EXERCISE OBJECTIVE: Where a line of the records holds the string "instance", copy that line.

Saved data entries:
· · · · ·
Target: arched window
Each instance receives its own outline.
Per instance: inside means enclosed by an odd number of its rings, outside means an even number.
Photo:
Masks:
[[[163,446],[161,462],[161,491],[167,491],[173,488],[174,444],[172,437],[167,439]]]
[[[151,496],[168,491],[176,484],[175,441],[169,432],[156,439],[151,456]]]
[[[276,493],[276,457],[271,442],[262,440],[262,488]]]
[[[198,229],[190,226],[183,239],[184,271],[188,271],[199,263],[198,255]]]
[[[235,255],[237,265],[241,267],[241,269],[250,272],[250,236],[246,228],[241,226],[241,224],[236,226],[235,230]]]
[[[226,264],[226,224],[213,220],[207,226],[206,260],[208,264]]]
· · · · ·
RESPONSE AREA:
Each instance receives its own outline.
Per instance: inside means enclosed by an odd number of its rings, outside means an even number.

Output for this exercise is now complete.